--- begin ENTRIES PROVIDED ---

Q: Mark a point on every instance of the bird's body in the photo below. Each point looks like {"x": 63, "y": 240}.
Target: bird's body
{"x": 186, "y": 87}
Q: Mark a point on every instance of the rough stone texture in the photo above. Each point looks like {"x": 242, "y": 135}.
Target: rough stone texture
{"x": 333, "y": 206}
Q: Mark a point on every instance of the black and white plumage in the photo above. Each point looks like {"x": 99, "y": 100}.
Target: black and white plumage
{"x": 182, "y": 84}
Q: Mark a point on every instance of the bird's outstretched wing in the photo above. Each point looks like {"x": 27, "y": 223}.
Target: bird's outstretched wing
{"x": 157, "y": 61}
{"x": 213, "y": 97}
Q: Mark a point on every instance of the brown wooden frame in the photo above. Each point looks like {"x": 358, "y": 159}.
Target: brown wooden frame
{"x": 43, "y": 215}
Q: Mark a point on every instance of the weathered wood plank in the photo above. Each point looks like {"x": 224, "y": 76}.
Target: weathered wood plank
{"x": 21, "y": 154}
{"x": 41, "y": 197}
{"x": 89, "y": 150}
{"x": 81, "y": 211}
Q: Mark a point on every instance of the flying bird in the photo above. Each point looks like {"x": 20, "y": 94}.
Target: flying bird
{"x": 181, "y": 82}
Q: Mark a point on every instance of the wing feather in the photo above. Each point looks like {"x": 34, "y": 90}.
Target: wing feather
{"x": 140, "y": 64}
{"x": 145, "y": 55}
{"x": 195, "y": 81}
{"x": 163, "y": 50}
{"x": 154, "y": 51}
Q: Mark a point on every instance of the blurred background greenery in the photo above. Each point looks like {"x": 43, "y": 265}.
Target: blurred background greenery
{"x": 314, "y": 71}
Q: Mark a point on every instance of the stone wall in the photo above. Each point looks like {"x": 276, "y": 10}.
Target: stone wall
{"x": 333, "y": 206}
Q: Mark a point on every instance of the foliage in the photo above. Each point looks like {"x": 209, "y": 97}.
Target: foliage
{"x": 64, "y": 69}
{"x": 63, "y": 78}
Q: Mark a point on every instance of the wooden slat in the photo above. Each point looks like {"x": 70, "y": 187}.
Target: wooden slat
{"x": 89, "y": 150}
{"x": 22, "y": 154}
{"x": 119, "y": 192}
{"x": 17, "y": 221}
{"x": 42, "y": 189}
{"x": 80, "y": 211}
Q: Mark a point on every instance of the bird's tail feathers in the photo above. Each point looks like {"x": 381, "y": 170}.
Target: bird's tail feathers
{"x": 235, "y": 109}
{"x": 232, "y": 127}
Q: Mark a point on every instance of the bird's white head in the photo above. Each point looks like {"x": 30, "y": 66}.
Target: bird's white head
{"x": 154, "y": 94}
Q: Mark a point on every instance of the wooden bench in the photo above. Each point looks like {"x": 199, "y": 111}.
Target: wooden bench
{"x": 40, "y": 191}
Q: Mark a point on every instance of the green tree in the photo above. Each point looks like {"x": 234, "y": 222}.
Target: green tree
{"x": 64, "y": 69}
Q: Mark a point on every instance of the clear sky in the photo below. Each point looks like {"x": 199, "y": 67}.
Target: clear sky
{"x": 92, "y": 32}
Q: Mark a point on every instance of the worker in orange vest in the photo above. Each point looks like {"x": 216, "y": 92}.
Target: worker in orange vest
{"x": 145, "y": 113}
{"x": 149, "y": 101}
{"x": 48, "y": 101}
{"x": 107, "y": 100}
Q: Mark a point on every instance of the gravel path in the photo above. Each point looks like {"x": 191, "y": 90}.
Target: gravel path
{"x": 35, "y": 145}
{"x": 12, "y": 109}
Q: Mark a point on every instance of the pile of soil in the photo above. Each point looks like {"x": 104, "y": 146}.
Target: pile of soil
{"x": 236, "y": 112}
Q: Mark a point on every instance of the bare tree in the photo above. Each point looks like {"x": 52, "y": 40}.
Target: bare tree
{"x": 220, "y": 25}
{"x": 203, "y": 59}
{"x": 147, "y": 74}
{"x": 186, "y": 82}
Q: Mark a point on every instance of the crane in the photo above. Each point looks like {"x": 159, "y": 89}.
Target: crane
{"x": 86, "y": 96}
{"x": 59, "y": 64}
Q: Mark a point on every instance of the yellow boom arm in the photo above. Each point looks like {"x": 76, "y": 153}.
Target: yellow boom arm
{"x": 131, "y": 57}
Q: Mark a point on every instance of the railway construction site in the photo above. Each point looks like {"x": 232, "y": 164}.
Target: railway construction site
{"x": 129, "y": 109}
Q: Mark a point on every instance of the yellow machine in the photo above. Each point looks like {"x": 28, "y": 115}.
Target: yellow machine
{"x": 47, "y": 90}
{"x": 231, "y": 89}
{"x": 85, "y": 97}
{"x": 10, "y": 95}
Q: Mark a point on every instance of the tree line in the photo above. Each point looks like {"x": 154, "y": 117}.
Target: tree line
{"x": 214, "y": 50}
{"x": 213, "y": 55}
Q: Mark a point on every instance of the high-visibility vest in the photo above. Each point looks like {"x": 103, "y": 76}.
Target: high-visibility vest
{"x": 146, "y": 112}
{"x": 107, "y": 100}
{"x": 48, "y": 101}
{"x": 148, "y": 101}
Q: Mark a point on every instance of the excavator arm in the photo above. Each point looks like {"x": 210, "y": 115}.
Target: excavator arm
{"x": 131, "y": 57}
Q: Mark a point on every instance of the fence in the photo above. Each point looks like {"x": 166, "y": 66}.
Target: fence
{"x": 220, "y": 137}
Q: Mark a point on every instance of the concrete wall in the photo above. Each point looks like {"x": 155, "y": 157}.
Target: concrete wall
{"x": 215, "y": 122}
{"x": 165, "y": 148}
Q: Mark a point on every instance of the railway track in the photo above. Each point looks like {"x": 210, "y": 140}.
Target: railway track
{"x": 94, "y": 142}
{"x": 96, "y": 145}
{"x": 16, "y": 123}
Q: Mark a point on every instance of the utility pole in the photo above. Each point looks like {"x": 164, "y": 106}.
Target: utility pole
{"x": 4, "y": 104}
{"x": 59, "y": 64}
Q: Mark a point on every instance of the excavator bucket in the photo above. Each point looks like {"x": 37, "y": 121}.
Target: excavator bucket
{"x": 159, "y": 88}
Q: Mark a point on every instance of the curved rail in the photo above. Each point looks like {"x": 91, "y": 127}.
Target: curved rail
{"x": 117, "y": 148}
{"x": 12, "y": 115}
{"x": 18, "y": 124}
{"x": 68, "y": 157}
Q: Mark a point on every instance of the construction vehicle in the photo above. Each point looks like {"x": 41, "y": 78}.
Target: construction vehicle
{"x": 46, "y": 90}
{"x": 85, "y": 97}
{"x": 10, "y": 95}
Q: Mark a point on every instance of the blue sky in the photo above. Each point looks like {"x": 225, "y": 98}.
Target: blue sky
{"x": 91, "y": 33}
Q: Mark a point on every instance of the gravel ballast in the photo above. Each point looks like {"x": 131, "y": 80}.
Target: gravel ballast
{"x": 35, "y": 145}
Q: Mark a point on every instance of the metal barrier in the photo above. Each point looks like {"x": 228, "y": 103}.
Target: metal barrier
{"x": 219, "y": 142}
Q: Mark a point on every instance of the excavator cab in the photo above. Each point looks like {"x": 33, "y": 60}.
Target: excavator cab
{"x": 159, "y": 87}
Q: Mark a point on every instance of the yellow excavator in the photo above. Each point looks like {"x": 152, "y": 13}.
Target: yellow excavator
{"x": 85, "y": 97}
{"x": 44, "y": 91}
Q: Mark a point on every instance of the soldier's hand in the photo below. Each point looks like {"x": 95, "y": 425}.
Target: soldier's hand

--- end ENTRIES PROVIDED ---

__THE EXERCISE__
Reproduce the listing above word for word.

__THE RESULT__
Q: Mark a point on every instance of the bird's body in the photo below. Each point looks like {"x": 63, "y": 240}.
Target: bird's body
{"x": 186, "y": 87}
Q: Mark a point on every instance of the rough stone texture in the photo above. Each point looks like {"x": 242, "y": 135}.
Target: rough stone texture
{"x": 333, "y": 206}
Q: Mark a point on every instance of the black and white plumage in the photo above. Each point looks like {"x": 99, "y": 100}.
Target: black and white plumage
{"x": 182, "y": 84}
Q: Mark a point on every instance of the bird's outstretched wing in the photo above. Each point looks like {"x": 27, "y": 223}.
Target: bird's outstretched wing
{"x": 157, "y": 61}
{"x": 213, "y": 97}
Q: Mark a point on every instance of the brown wooden frame in the photo above. Each point looks like {"x": 358, "y": 159}.
Target: brown wooden frame
{"x": 43, "y": 215}
Q: Mark a point on every instance of the weathered wood plank in the photo above. Each point looks like {"x": 224, "y": 76}.
Target: weathered wood plank
{"x": 21, "y": 154}
{"x": 41, "y": 197}
{"x": 89, "y": 150}
{"x": 81, "y": 211}
Q: Mark a point on every instance of the flying bird in the photo above. Each point looks like {"x": 20, "y": 94}.
Target: flying bird
{"x": 181, "y": 82}
Q: Mark a point on every instance of the wing feather in the photo above. Each point looks like {"x": 34, "y": 90}.
Target: wing feather
{"x": 140, "y": 64}
{"x": 145, "y": 55}
{"x": 195, "y": 81}
{"x": 163, "y": 50}
{"x": 154, "y": 51}
Q: Mark a point on every instance of the blurred background greenery in the photo above. Each point looks like {"x": 43, "y": 265}.
Target: blurred background greenery
{"x": 314, "y": 71}
Q: Mark a point on every instance of the stone wall in the photo above. Each point looks like {"x": 276, "y": 10}.
Target: stone wall
{"x": 333, "y": 206}
Q: Mark a point on every instance of the foliage in the photo above. Each point looks like {"x": 209, "y": 97}.
Target: foliage
{"x": 64, "y": 69}
{"x": 63, "y": 78}
Q: Mark a point on every instance of the wooden slat in the photo above. Each point looks like {"x": 70, "y": 187}.
Target: wooden slat
{"x": 89, "y": 150}
{"x": 22, "y": 154}
{"x": 119, "y": 192}
{"x": 17, "y": 221}
{"x": 42, "y": 189}
{"x": 80, "y": 211}
Q: Mark a point on every instance of the bird's tail feathers in the photo above. Each point looks like {"x": 381, "y": 170}.
Target: bird's tail feathers
{"x": 235, "y": 109}
{"x": 232, "y": 127}
Q: Mark a point on every instance of the bird's white head in the photo above. Each point looks like {"x": 30, "y": 66}.
Target: bird's white head
{"x": 154, "y": 94}
Q: Mark a point on every instance of the wooden bench in the photo above. Each point looks like {"x": 199, "y": 111}.
Target: wooden bench
{"x": 40, "y": 191}
Q: Mark a point on every instance of the green tree in the photo above. Each point looks like {"x": 234, "y": 222}.
Target: green tree
{"x": 64, "y": 69}
Q: Mark a point on every instance of the clear sky in the photo below. Each point looks like {"x": 199, "y": 67}.
Target: clear sky
{"x": 92, "y": 32}
Q: Mark a point on every instance of the worker in orange vest in the photo above. Each point looks like {"x": 216, "y": 92}.
Target: worker in orange vest
{"x": 145, "y": 113}
{"x": 149, "y": 101}
{"x": 48, "y": 101}
{"x": 107, "y": 100}
Q: Mark a point on every instance of the gravel path in the photo above. Each point looks like {"x": 191, "y": 90}.
Target: gravel path
{"x": 35, "y": 145}
{"x": 12, "y": 109}
Q: Mark a point on every instance of the pile of soil in the photo above. Each point looks like {"x": 104, "y": 146}.
Target: pile of soil
{"x": 236, "y": 112}
Q: Mark a point on every instance of the bare tree in the photo above. Each point looks like {"x": 52, "y": 40}.
Target: bare tree
{"x": 220, "y": 25}
{"x": 203, "y": 59}
{"x": 147, "y": 74}
{"x": 186, "y": 82}
Q: Mark a point on every instance of the crane in the photo above. Each point looks like {"x": 159, "y": 89}.
Target: crane
{"x": 86, "y": 96}
{"x": 59, "y": 64}
Q: Mark a point on every instance of the yellow boom arm in the photo above. Each point looks like {"x": 76, "y": 153}.
Target: yellow boom arm
{"x": 131, "y": 57}
Q: Mark a point on every instance of the railway construction site in the photo above. Each point looks like {"x": 232, "y": 164}.
Target: railway construction site
{"x": 129, "y": 109}
Q: Mark a point on every instance of the yellow machine in the photo above. Each point looks like {"x": 28, "y": 115}.
Target: yellow machine
{"x": 47, "y": 90}
{"x": 231, "y": 89}
{"x": 85, "y": 97}
{"x": 10, "y": 95}
Q: Mark a point on every instance of the tree line in the photo above. Each point looks like {"x": 154, "y": 117}.
Target: tree line
{"x": 214, "y": 50}
{"x": 213, "y": 55}
Q: Mark a point on every instance of the high-visibility vest in the photo above. Each point looks like {"x": 103, "y": 76}.
Target: high-visibility vest
{"x": 146, "y": 112}
{"x": 107, "y": 100}
{"x": 48, "y": 101}
{"x": 148, "y": 101}
Q: Mark a point on every instance of the excavator arm in the photo above. Each point looks like {"x": 210, "y": 115}.
Target: excavator arm
{"x": 131, "y": 57}
Q: Mark a point on every instance of the fence in the photo above. Each point looks like {"x": 166, "y": 66}.
Target: fence
{"x": 220, "y": 137}
Q: Mark a point on every instance of the concrete wall in the photo above. Each point looks like {"x": 155, "y": 157}.
Target: concrete wall
{"x": 215, "y": 122}
{"x": 165, "y": 148}
Q: Mark a point on every instance of the railway track in the photo above. Each point looks like {"x": 210, "y": 140}.
Target: railway track
{"x": 94, "y": 142}
{"x": 96, "y": 145}
{"x": 16, "y": 123}
Q: Mark a point on every instance of the utility pole in the photo above. Each point looks like {"x": 164, "y": 106}.
Target: utility pole
{"x": 4, "y": 104}
{"x": 59, "y": 64}
Q: Mark a point on every instance of the excavator bucket in the photo above. Each point looks like {"x": 37, "y": 121}.
Target: excavator bucket
{"x": 159, "y": 88}
Q: Mark a point on every instance of the curved rail in the photo above. Each point looks like {"x": 91, "y": 127}.
Target: curved rail
{"x": 117, "y": 148}
{"x": 12, "y": 115}
{"x": 18, "y": 124}
{"x": 68, "y": 157}
Q: Mark a point on every instance of the construction vehicle in the photo above. Each point looks like {"x": 41, "y": 78}.
Target: construction vehicle
{"x": 46, "y": 90}
{"x": 85, "y": 97}
{"x": 10, "y": 95}
Q: Mark a point on every instance of the blue sky in the photo above. Each point looks like {"x": 225, "y": 98}.
Target: blue sky
{"x": 91, "y": 33}
Q: Mark a point on every instance of the gravel ballast in the photo above. Each point looks like {"x": 131, "y": 80}.
Target: gravel ballast
{"x": 35, "y": 145}
Q: Mark a point on every instance of the metal barrier in the photo above. Each point looks like {"x": 228, "y": 103}.
Target: metal barrier
{"x": 219, "y": 142}
Q: Mark a point on every instance of the excavator cab in the photo above. Each point looks like {"x": 33, "y": 60}.
Target: excavator cab
{"x": 159, "y": 87}
Q: Mark a point on every instance of the yellow excavator in the photo above. Each point looks like {"x": 152, "y": 13}.
Target: yellow excavator
{"x": 85, "y": 97}
{"x": 44, "y": 91}
Q: Mark a point on every instance of the soldier's hand in the photo below. Each point looks like {"x": 95, "y": 425}.
Target: soldier's hand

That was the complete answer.